→ **Description of the task**
Can you write out the data again, starting with the line that contains "Where can you find the night" and going on through the end, with "red wooden fence" changed to "blue wooden fence" and everything else left as it is?

→ **Available data**

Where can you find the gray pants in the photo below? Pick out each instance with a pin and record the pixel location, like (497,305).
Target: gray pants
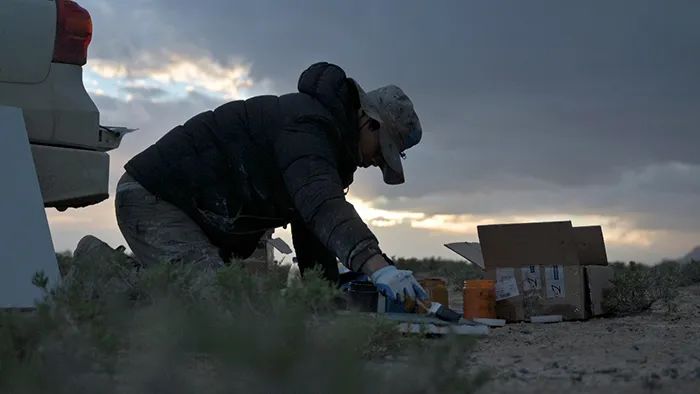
(158,231)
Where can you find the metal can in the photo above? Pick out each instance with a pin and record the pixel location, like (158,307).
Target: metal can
(437,291)
(479,299)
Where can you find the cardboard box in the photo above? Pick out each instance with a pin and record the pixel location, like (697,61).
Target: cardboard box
(547,268)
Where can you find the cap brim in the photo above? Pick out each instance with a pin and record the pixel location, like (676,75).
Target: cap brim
(392,168)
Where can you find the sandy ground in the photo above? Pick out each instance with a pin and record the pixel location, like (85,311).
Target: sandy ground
(652,352)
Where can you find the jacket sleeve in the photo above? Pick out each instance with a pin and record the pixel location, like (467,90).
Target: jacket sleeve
(308,163)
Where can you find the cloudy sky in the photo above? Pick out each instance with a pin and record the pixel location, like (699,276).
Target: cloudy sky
(531,110)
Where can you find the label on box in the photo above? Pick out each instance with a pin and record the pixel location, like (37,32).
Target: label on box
(506,285)
(531,278)
(554,281)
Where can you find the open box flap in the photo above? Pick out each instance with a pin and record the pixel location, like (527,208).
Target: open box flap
(469,250)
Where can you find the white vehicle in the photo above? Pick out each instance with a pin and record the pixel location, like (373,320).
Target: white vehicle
(44,45)
(52,147)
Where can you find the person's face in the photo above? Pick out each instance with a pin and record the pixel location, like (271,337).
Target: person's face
(370,152)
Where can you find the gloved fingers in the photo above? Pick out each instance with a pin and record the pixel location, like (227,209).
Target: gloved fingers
(420,292)
(386,291)
(408,293)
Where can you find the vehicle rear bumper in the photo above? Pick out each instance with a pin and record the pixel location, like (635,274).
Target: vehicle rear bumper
(69,177)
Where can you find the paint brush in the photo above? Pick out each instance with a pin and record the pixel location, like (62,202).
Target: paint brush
(440,311)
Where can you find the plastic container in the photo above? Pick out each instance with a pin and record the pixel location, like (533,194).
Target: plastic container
(479,299)
(437,291)
(363,296)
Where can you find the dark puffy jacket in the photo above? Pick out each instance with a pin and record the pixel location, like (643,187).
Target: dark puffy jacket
(256,164)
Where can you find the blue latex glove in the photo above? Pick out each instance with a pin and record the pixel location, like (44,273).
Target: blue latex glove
(397,284)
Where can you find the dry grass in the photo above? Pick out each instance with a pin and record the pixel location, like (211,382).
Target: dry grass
(111,328)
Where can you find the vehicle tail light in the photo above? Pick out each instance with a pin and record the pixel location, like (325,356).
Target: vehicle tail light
(73,33)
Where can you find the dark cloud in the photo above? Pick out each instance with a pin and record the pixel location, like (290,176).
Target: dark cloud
(538,106)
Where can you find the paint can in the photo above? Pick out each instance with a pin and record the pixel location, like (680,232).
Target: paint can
(479,299)
(437,291)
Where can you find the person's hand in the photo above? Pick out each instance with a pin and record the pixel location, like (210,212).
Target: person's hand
(398,284)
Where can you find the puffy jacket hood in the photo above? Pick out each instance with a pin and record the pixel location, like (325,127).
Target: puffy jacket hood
(329,84)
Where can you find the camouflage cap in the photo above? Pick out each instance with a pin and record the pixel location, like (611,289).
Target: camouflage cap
(399,129)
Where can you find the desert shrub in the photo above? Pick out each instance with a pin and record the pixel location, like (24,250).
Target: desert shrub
(111,327)
(690,273)
(636,287)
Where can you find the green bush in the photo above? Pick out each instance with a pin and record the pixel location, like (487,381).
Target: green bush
(176,328)
(636,287)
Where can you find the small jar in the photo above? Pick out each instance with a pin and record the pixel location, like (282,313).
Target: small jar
(437,291)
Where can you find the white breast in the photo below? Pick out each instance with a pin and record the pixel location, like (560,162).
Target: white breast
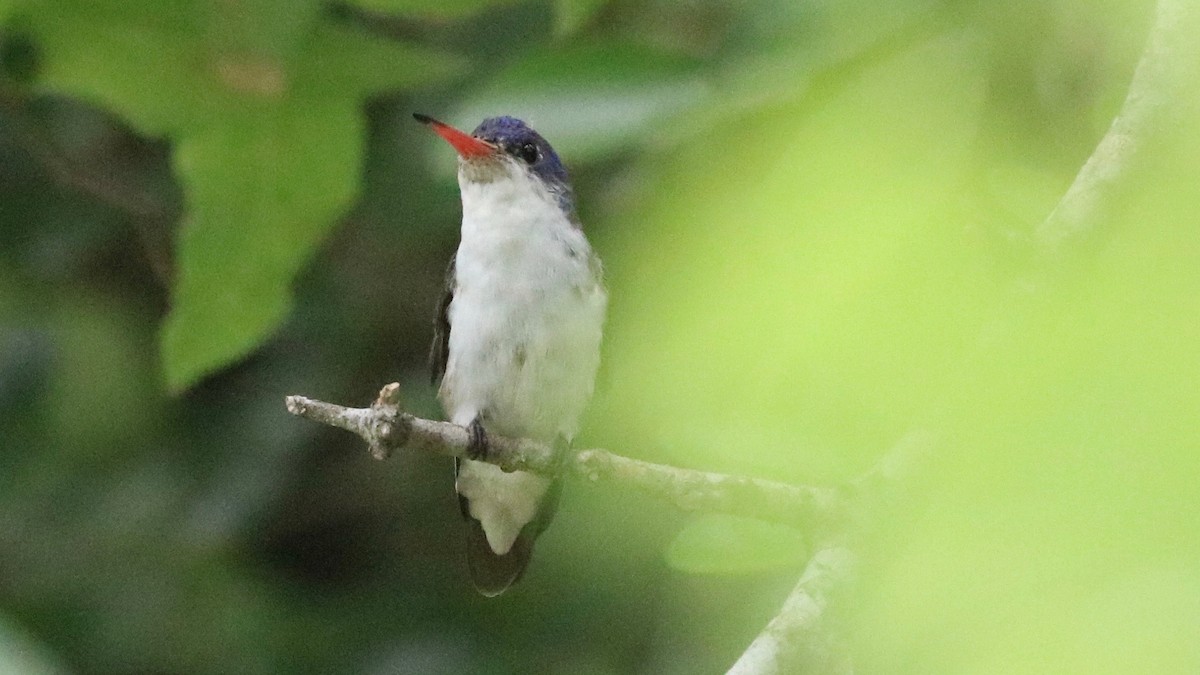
(525,336)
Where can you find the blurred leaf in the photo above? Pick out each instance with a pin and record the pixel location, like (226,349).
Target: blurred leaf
(262,101)
(262,197)
(807,279)
(101,390)
(106,63)
(430,9)
(589,100)
(571,15)
(343,63)
(21,655)
(724,544)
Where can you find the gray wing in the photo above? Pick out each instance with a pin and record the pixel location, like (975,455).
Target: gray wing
(441,348)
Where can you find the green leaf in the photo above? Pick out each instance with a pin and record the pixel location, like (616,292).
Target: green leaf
(345,63)
(19,652)
(589,100)
(573,15)
(105,61)
(262,100)
(430,9)
(262,196)
(724,544)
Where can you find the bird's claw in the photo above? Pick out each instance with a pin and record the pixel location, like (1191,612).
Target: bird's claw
(478,446)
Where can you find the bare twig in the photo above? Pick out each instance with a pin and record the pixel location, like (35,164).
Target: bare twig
(798,639)
(385,429)
(1157,93)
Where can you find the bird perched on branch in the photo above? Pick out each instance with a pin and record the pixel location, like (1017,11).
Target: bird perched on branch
(516,335)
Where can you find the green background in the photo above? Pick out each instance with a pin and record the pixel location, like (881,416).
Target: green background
(820,226)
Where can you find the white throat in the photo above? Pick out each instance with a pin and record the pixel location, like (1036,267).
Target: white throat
(525,341)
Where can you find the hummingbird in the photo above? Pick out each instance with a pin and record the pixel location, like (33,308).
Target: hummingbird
(516,340)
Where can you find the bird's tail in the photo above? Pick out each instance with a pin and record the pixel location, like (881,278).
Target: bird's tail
(491,573)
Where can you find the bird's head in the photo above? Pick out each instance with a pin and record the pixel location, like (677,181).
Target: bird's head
(507,149)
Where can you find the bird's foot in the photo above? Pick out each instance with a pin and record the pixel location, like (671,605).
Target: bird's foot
(478,446)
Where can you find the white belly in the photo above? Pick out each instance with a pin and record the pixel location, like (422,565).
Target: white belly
(526,322)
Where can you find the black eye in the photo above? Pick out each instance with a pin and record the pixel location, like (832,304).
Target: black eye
(527,153)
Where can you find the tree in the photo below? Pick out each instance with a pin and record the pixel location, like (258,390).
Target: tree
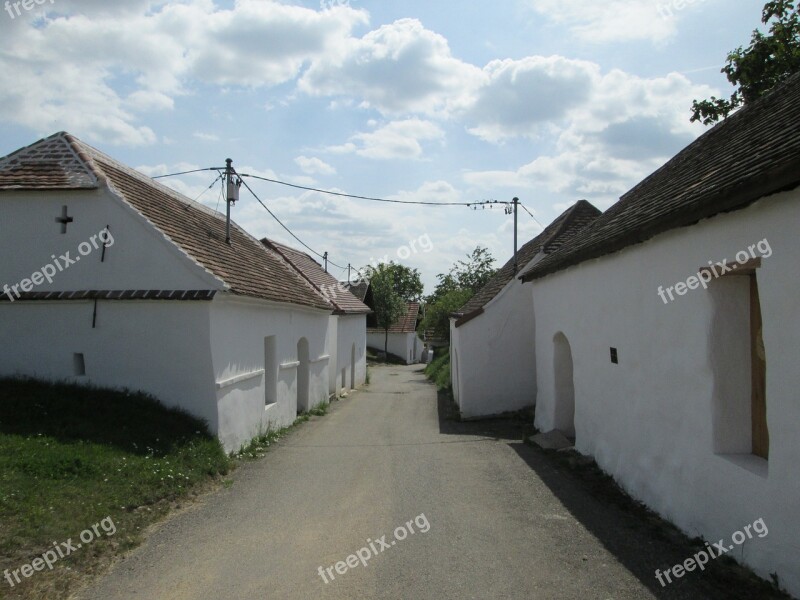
(454,290)
(437,315)
(406,281)
(755,70)
(472,274)
(390,306)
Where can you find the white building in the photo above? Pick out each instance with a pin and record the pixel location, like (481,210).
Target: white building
(159,302)
(492,359)
(347,336)
(404,342)
(674,369)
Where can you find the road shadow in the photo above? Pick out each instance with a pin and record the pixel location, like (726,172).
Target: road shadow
(510,428)
(639,539)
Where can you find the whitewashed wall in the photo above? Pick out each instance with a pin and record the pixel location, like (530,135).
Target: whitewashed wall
(157,347)
(650,421)
(495,356)
(407,346)
(351,334)
(239,327)
(200,356)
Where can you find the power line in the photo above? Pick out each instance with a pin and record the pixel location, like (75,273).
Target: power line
(369,198)
(531,214)
(186,173)
(289,231)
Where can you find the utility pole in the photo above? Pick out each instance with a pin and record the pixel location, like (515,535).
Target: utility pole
(515,202)
(232,196)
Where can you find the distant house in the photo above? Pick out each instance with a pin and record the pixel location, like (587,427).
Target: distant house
(492,359)
(667,336)
(347,337)
(403,339)
(112,279)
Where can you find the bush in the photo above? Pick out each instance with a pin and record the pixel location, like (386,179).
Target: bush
(439,370)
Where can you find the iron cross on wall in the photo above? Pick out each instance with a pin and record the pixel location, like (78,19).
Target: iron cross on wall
(64,219)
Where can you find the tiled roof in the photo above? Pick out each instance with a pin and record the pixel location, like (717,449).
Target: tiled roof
(181,295)
(359,290)
(752,154)
(555,236)
(245,266)
(51,164)
(405,324)
(334,291)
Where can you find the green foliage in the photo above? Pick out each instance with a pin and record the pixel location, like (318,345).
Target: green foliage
(437,315)
(390,306)
(261,444)
(71,456)
(406,281)
(439,370)
(472,275)
(456,288)
(755,70)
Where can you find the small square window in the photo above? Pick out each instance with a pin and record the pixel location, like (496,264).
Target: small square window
(79,365)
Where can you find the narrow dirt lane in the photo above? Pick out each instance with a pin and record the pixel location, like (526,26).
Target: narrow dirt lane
(499,520)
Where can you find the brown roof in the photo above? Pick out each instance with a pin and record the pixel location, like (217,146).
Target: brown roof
(405,324)
(752,154)
(52,164)
(555,236)
(245,266)
(325,283)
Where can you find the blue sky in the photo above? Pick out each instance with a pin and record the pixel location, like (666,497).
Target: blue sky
(546,100)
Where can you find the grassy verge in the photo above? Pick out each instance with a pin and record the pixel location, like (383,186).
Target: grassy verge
(72,457)
(439,370)
(261,444)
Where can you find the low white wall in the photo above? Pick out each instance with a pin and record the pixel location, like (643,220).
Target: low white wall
(407,346)
(351,339)
(239,327)
(496,369)
(651,420)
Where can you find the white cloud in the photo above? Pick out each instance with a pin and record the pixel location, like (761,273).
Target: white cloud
(395,140)
(59,69)
(613,20)
(314,166)
(401,68)
(206,137)
(520,96)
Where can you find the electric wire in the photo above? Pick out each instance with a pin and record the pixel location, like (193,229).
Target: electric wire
(241,177)
(369,198)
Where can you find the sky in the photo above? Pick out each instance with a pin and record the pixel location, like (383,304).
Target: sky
(550,101)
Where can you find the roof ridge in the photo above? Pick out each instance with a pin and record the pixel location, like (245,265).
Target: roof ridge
(753,153)
(276,247)
(80,147)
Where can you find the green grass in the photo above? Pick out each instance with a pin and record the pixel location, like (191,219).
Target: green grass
(261,444)
(439,370)
(71,456)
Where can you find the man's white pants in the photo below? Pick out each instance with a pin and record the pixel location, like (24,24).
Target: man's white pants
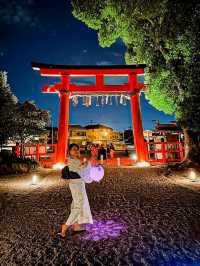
(80,208)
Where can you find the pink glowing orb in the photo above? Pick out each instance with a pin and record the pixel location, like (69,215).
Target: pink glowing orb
(96,173)
(92,173)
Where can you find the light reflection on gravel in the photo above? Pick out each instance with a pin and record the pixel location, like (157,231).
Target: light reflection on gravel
(140,218)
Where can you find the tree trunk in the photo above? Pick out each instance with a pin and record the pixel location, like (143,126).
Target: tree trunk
(22,148)
(192,146)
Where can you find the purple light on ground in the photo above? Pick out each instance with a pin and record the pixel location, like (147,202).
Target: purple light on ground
(102,229)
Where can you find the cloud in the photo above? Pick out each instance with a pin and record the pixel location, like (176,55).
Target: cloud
(15,12)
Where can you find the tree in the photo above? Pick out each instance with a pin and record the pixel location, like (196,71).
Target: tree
(8,103)
(29,121)
(19,121)
(163,34)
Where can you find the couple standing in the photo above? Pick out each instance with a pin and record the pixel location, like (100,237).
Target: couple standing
(80,208)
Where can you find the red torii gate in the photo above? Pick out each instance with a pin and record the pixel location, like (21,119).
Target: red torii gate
(66,88)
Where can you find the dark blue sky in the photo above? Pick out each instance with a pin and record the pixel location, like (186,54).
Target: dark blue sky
(46,31)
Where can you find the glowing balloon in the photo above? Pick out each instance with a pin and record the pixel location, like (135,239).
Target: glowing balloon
(92,173)
(96,173)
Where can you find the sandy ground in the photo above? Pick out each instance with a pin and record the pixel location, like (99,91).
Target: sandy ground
(140,218)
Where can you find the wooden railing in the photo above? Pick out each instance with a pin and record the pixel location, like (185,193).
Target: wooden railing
(41,151)
(165,152)
(158,152)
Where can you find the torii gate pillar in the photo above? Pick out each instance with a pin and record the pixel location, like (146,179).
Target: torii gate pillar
(63,120)
(140,145)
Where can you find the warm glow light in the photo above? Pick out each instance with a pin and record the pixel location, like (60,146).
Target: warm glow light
(142,164)
(133,157)
(34,179)
(58,166)
(192,175)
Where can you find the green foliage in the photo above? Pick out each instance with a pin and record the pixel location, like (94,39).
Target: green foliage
(164,35)
(19,121)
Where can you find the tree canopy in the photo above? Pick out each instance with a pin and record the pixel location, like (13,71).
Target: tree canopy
(163,34)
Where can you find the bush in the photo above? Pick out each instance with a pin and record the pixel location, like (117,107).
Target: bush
(13,165)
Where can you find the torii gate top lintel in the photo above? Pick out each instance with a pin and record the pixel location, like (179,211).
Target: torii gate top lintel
(99,71)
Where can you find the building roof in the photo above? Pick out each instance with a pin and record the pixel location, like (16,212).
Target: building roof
(167,127)
(97,126)
(79,127)
(38,65)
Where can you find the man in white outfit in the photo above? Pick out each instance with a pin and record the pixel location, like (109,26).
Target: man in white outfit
(80,208)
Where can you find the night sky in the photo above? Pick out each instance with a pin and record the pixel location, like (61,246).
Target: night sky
(46,31)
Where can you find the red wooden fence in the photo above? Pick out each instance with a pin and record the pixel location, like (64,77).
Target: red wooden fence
(158,152)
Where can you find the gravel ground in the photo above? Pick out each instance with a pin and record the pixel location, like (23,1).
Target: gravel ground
(140,218)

→ **The response**
Where can you find the night sky in the photo above? Pick out each instance with a pin and record the pixel location, like (61,246).
Target: night sky
(46,31)
Where can you find the blue wooden fence in the photo above? Pick out each instance with a pin and record the pixel location, like (64,77).
Target: blue wooden fence
(158,152)
Where can you find the gravel ground in the photo above? Pick out each instance with a pin and record the pixel location, like (23,1).
Target: gravel ground
(140,218)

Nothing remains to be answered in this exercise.